═══ Excerpt
Sunday, August 21, 2016

From Moscar To Within Two Miles Of Sheffield City Centre

I bought a couple of pairs of 'action trousers' [that's what it actually says on the labels] from a charity shop at Otley last week, for £2 a pair. I wore one pair today; they are very useful because of the number of pockets fastened by zips or velcro where I can stow the things I need ready at hand; pen and paper, loose change, compass, mobile phone...and chocolate.

Well...the trousers saw a bit of action today, a ten mile walk across the moors and down towards the city centre, getting wet and muddy as I was soaked during a heavy rain shower and then later sank up to my knees in a peat bog. I was happy with them though, they were quite comfortable, very practical and should  keep me warm during the winter.

I ended up missing my stop at the start of the walk. A woman got up out of her seat and pressed the buzzer; I assumed she was getting off at the same stop as me, Moscar Lodge, but she didn't; she wanted the next stop but had got up early, not knowing exactly where she was. So the bus went straight by my stop and I had to walk back along the road to the footpath. I wasn't really concentrating though, I was busy putting on my cagoule and distracted by her shapely legs and very short skirt; I blame the vitamin D tablets and my increasing testosterone levels for this.

It was drizzling as I approached the northern end of Stanage Edge only a few minutes after getting off the bus; visibility at times wasn't too bad though and I could see pretty well all the way to the horizon.






Along the top of Stanage Edge there's a series of numbers and channels cut into some of the rocks; these were made in the nineteenth century and are drinking troughs for grouse. Maybe as an hommage to one of my favourite films, Drowning By Numbers , I don't really know, but I decided to photograph every drinking trough I noticed, and did manage to shoot most of them along the section of the Edge that I walked along.

These two images were the best...to be honest, most of the photographs looked very similar, and not very interesting to look at.





By this time a heavy rain shower was overhead and so I took shelter in an old abandoned shepherd's shelter not too far away. Further on there's a renovated roofed shelter for the climbers on the Edge to use, I think the funding and the labour was provided by the British Mountaineering Council...I might well be wrong though. 

About fifteen minutes I saw a large group of hikers approaching across the moor and noticed that they didn't seem to be struggling too much. I assumed they were using a path and so set off in that direction. All the moors around here are Access Land and so we're free to wander as we please.

As I hoped the path led to Stanedge Pole. I'm using the official Ordnance Survey spelling, but as you'll see on the next two photographs, the recently added plaque at the base of the Pole spells it as 'Stanage Pole.'





I walked down the track towards Redmires Reservoirs but took a path that I've not used before across the moors to Fulwood Lane, where it was only a short walk to the head of the Porter Valley and an easy walk down to the end of the walk at Endcliffe Park. I stopped at Forge Dam Cafe for tea and a fruited scone and had a quick look inside The Shepherd Wheel, a restored working watermill, which hasn't been open on previous occasions when I've been here. There isn't much to look at.

There wasn't much opportunity today for me to soak up some sunshine and have my body produce some vitamin D, it was raining or cloudy most of the time. It probably wouldn't have made that much difference if had been sunny though because the nurse at the surgery reckons that my hair is too thick, so thick that no sunlight can reach my scalp, the area where most people produce their supply of vitamin D. She says that I'd need to strip down to just my shorts and have as much of my body exposed as possible. She might have been joking, I don't know. I will not be walking the streets of Doncaster in a semi-naked state though.
══════
═══ Given entries
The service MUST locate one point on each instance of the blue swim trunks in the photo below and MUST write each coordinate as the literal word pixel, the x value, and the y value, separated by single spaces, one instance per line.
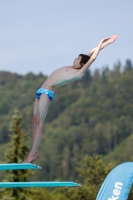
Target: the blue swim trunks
pixel 44 91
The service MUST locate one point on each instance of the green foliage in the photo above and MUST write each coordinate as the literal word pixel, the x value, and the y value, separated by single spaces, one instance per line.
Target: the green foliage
pixel 94 115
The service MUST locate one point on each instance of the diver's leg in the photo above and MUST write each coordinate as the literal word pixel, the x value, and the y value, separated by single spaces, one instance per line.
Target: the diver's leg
pixel 39 114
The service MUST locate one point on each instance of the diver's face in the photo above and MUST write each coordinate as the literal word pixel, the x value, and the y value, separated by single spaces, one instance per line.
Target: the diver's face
pixel 76 62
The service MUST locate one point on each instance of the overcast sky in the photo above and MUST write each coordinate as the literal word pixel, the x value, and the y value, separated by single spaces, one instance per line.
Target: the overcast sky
pixel 43 35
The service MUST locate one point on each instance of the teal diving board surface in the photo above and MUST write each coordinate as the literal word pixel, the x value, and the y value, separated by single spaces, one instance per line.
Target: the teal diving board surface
pixel 15 166
pixel 37 184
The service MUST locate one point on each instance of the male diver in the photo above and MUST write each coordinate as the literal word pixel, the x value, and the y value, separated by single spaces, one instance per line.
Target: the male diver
pixel 61 76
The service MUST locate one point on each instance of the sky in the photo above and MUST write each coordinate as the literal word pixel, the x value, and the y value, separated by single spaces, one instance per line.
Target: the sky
pixel 43 35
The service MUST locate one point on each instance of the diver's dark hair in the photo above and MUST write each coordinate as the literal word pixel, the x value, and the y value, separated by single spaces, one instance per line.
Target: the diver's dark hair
pixel 84 58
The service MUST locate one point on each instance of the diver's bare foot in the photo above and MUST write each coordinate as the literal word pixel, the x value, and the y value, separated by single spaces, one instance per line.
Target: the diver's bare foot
pixel 31 158
pixel 113 38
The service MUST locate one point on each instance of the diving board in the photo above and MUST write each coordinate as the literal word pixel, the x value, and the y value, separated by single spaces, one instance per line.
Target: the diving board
pixel 37 184
pixel 16 166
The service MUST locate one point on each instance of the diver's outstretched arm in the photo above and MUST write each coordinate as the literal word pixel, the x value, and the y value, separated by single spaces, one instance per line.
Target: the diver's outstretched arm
pixel 93 57
pixel 109 41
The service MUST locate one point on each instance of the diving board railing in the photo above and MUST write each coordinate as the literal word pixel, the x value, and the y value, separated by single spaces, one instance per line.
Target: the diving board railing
pixel 37 184
pixel 17 166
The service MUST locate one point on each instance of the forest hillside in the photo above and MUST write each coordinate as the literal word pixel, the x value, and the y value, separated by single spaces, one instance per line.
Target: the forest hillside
pixel 91 116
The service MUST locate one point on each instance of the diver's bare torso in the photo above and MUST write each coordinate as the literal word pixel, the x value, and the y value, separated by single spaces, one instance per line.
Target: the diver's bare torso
pixel 60 77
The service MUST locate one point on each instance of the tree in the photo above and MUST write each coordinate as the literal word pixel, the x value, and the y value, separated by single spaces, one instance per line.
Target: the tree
pixel 16 153
pixel 92 178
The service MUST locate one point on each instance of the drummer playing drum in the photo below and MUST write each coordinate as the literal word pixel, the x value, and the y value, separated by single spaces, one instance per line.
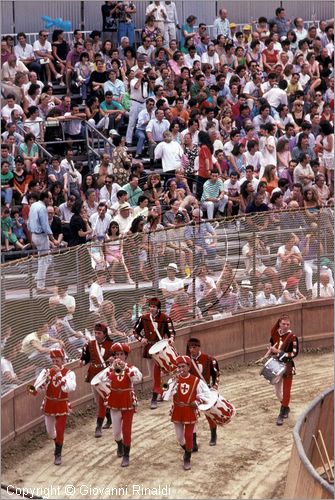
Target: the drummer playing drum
pixel 188 392
pixel 285 347
pixel 206 367
pixel 156 326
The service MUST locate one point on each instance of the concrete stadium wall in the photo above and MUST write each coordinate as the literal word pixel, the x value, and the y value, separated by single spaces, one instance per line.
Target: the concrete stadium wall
pixel 239 338
pixel 303 481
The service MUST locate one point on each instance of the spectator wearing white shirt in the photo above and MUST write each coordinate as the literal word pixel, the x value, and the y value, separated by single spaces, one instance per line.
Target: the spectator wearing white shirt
pixel 326 290
pixel 43 53
pixel 191 57
pixel 221 24
pixel 299 30
pixel 155 130
pixel 171 286
pixel 144 118
pixel 170 152
pixel 266 298
pixel 109 190
pixel 25 53
pixel 211 57
pixel 100 222
pixel 96 295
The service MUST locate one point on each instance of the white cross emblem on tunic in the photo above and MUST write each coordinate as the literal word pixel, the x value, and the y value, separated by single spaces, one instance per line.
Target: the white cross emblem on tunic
pixel 184 388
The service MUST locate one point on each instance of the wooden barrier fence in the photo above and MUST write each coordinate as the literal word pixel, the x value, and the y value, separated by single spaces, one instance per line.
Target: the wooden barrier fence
pixel 239 338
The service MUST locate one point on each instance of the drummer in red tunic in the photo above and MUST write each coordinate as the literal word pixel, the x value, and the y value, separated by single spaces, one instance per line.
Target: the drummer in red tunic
pixel 188 391
pixel 122 399
pixel 97 353
pixel 206 366
pixel 59 381
pixel 284 346
pixel 156 326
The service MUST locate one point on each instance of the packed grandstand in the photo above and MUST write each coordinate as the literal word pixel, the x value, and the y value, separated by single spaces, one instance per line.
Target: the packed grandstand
pixel 194 163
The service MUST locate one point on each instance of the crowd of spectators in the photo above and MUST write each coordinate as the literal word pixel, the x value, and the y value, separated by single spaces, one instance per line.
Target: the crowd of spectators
pixel 222 123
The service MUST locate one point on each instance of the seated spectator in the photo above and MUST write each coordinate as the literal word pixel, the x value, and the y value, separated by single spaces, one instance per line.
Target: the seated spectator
pixel 200 236
pixel 100 222
pixel 324 289
pixel 213 196
pixel 266 298
pixel 291 293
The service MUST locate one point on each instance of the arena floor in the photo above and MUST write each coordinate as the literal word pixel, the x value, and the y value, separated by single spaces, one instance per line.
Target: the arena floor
pixel 249 462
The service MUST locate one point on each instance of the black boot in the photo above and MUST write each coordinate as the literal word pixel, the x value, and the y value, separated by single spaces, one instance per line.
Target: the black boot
pixel 213 437
pixel 287 411
pixel 187 460
pixel 98 429
pixel 153 404
pixel 125 459
pixel 108 424
pixel 280 418
pixel 58 454
pixel 195 444
pixel 120 450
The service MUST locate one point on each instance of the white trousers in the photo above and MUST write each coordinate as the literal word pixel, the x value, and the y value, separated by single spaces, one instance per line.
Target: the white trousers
pixel 135 108
pixel 117 424
pixel 50 426
pixel 169 33
pixel 41 242
pixel 210 206
pixel 179 430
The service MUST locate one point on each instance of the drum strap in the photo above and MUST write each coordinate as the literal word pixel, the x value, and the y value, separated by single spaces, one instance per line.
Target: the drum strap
pixel 198 371
pixel 155 327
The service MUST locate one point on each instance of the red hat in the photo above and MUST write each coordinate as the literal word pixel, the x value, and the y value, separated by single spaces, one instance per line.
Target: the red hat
pixel 155 302
pixel 183 359
pixel 118 347
pixel 101 327
pixel 194 342
pixel 57 353
pixel 292 281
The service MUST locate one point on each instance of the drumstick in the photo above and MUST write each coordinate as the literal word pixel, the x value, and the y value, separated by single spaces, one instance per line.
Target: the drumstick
pixel 326 453
pixel 323 463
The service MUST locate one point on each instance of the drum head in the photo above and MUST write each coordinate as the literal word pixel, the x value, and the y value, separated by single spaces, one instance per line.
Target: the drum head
pixel 212 400
pixel 158 347
pixel 100 377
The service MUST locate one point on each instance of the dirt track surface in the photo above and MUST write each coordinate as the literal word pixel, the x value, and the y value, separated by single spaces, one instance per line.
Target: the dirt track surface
pixel 249 461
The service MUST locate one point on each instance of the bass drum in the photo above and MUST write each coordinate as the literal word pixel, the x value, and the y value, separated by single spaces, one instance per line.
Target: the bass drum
pixel 165 355
pixel 101 383
pixel 218 409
══════
Exercise directions:
Decide whether each statement agrees with the walk post from Moscar. Answer yes or no for each, and quote the words of the post that settle it.
1. The writer paid £2 a pair for the trousers.
2. The writer got off the bus at Moscar Lodge as planned.
3. The plaque at the base of the Pole spells the name as "Stanage Pole."

Response area:
1. Yes: "for £2 a pair"
2. No: "So the bus went straight by my stop and I had to walk back along the road to the footpath."
3. Yes: "the recently added plaque at the base of the Pole spells it as 'Stanage Pole.'"